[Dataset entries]
----

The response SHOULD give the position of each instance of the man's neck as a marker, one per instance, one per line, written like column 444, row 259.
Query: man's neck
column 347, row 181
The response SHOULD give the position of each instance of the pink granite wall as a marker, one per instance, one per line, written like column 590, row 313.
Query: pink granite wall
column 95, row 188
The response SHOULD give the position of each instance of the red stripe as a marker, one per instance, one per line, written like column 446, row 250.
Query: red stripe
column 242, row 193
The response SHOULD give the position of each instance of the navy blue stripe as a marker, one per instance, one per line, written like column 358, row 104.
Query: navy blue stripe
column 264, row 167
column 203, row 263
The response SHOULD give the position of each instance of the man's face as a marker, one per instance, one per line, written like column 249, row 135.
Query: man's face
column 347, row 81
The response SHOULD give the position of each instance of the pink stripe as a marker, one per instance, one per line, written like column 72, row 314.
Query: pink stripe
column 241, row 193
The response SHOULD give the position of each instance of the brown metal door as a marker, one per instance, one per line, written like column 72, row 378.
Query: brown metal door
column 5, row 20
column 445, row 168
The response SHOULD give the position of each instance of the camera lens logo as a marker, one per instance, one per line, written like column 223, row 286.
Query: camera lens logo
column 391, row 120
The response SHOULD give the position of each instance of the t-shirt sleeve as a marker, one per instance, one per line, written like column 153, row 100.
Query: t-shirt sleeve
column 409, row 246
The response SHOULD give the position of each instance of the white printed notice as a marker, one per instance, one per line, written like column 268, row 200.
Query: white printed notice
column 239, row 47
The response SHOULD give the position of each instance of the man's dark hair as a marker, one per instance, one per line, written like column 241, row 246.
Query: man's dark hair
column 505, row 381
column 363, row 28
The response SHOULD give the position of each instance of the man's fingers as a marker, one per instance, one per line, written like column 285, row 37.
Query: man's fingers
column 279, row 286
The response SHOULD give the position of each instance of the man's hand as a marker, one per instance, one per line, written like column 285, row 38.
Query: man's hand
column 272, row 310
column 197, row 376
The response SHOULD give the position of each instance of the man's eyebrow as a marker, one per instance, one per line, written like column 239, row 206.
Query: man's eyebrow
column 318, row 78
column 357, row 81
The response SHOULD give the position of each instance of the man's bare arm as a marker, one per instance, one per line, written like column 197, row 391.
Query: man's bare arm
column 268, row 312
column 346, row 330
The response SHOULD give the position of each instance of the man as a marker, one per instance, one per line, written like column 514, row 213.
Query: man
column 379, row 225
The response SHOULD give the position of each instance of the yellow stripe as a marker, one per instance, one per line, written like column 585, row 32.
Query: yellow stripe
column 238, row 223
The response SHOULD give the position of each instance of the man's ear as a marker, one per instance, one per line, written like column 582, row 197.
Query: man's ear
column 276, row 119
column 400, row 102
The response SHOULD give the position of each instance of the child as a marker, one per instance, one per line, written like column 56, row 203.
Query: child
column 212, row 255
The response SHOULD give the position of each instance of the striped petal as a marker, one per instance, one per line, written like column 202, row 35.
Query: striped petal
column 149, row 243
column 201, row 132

----

=== Work instructions ===
Each line shown above must be repeated exactly.

=== Answer area ===
The response SHOULD give the position of each instance of the man's neck as a marker, one per instance, one per line, written like column 444, row 259.
Query: man's neck
column 347, row 181
The response SHOULD give the position of each instance of the pink granite wall as a marker, one per instance, one per line, written like column 590, row 313.
Query: pink granite wall
column 95, row 188
The response SHOULD give the position of each instance of the red stripe as a marker, one per instance, one per line, written like column 446, row 250.
Query: red stripe
column 242, row 193
The response SHOULD give the position of each instance of the navy blue stripe as a marker, one per instance, one per line, written like column 358, row 104.
Query: navy blue stripe
column 264, row 167
column 203, row 263
The response SHOULD give the position of each instance of the man's face as a marker, one per instance, one per line, written like column 249, row 135.
Query: man's face
column 347, row 81
The response SHOULD give the position of each instance of the pink stripe as a marker, one per instance, one per line, written like column 72, row 314.
Query: pink stripe
column 241, row 193
The response SHOULD give the position of each instance of the brown metal door as a marker, one per instance, one per line, written like column 72, row 378.
Query: brown metal door
column 5, row 20
column 445, row 168
The response SHOULD give the position of each instance of the camera lens logo as a marker, one per instance, one per line, written like column 223, row 286.
Query: camera lens logo
column 391, row 120
The response SHOULD give the position of each instance of the t-shirt sleeve as a marker, one per instance, one per line, written like column 153, row 100.
Query: t-shirt sleeve
column 409, row 246
The response SHOULD give the position of each instance of the white printed notice as a marker, one per instance, one per line, written like column 268, row 200.
Query: white printed notice
column 239, row 47
The response SHOULD give the position of each instance of the man's dark hair as a marker, one per instance, one per line, written like column 241, row 246.
Query: man's dark hair
column 505, row 381
column 363, row 28
The response SHOULD give the position of each instance of the man's fingers as a marker, one per instance, one per line, written like column 285, row 37.
Query: man's fingers
column 279, row 286
The response SHOULD give the position of each instance of the man's hand as a marker, one per instance, one per line, written like column 285, row 38.
Query: man's hand
column 272, row 310
column 197, row 376
The response SHOULD give the position of each instance of the man's eyebrow as a marker, one per instance, one per line, written like column 239, row 206.
Query: man's eyebrow
column 318, row 78
column 357, row 81
The response SHOULD give the position of each instance of the man's bare arm as a marker, one per instance, one per line, written like column 197, row 391.
Query: man's bare arm
column 268, row 312
column 346, row 330
The response SHOULD give the position of each instance of the man as a marker, one per instance, one per line, written like column 514, row 213.
Query: man
column 379, row 225
The response SHOULD give the position of each instance of the yellow stripe as a marker, one per instance, one per line, written like column 585, row 32.
Query: yellow stripe
column 238, row 223
The response SHOULD give the position of each instance of the man's ear as a marker, one per instance, one per line, written like column 582, row 197.
Query: man's ear
column 276, row 119
column 400, row 102
The response SHOULD give the position of each instance of the child as a marker, one per instance, one per line, written like column 56, row 203.
Query: child
column 212, row 255
The response SHOULD give the position of each instance of the striped petal as a marker, one per instance, one per line, written like column 202, row 35.
Query: striped petal
column 149, row 243
column 201, row 132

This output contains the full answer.